## Required tasks
• a. In the forum thread, what is given as the cause of the IndexError?
• b. Revise the forum thread by rewriting the part that opens with the words containing "loading eye drawings" and closes with "recent call last)", replacing "load complete" with "loading finished".

Lexie88rus/quick-draw-image-recognition

CropImage IndexError: tuple index out of range

Closed this issue · 9 comments

So I was trying this variant of quickdraw data recognition since it was quite different than all other implementations, but after training the model and trying to run predictions, I ran across this error during the crop image part.

PS: I was/am trying to run prediction on a image file (saved file)

The error

loading eye drawings
load complete
---------------------------------------------------------------------------
IndexError                                Traceback (most recent call last)
<ipython-input-8-ea2a130d0e53> in <module>
     13 
     14 # preprocess the image for the model
---> 15 image_cropped = crop_image(img) # crop the image and resize to 28x28
     16 image_normalized = normalize_image(image_cropped) # normalize color after crop
     17 

<ipython-input-2-0dbe01aed1ef> in crop_image(image)
    341         for j in range(0, height):
    342             # save coordinates of the image
--> 343             if (pixels[i,j][3] > 0):
    344                 image_strokes_cols.append(i)
    345                 image_strokes_rows.append(j)

IndexError: tuple index out of range

The code I am using

from quickdraw import QuickDrawData

qd = QuickDrawData(recognized=True)
eye = qd.get_drawing("eye")

# open Image with PIL
#img = Image.open(image_data)
img = eye.image

# save original image as png (for debugging)
ts = time.time()
img.save('image' + str(ts) + '.png', 'PNG')

# preprocess the image for the model
image_cropped = crop_image(img) # crop the image and resize to 28x28
image_normalized = normalize_image(image_cropped) # normalize color after crop

# convert image from RGBA to RGB
img_rgb = convert_to_rgb(image_normalized)

# convert image to numpy
image_np = convert_to_np(img_rgb)

# apply model and print prediction
label, label_num, preds = get_prediction(model, image_np)
print("This is a {}".format(label_num))

The input image is also attached

image1560184117 095532

Hi! thank you very much for your interest in my code :)
This error is raised because your image is RGB and not RGBA.
Fast and dirty solution would be to add:

img = img.convert("RGBA")

So the whole script looks like this and works fine with your image:

# import PIL for image manipulation
from PIL import Image
from PIL import ImageOps

import time

# import image processing
import sys
sys.path.insert(0, '../')
import image_utils
from image_utils import crop_image, normalize_image, convert_to_rgb, convert_to_np

# open Image with PIL
img = Image.open('test_image.png')
img = img.convert("RGBA")

# save original image as png (for debugging)
ts = time.time()
img.save('image' + str(ts) + '.png', 'PNG')

# preprocess the image for the model
image_cropped = crop_image(img) # crop the image and resize to 28x28
image_normalized = normalize_image(image_cropped) # normalize color after crop

# convert image from RGBA to RGB
img_rgb = convert_to_rgb(image_normalized)

# convert image to numpy
image_np = convert_to_np(img_rgb)

# apply model and print prediction
#label, label_num, preds = get_prediction(model, image_np)
#print("This is a {}".format(label_num))

Thank you, the code is running now but the prediction is totally off. Most of the times, its guessing "eye" as nail.

Attached image and my notebook on how I am doing it, would really appreciate if you can take a look. I found a few implementations of running predictions on actual images rather than strokes, but this is the first one which addresses using actual image files (most others just leave it at test/eval and do not actually do real life predictions).

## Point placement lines
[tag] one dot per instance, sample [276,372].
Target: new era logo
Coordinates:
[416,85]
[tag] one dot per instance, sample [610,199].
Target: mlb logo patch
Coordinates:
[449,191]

## Written answers
• a. The image is RGB and not RGBA.

• b.
loading eye drawings
loading finished
---------------------------------------------------------------------------
IndexError                                Traceback (most recent call last)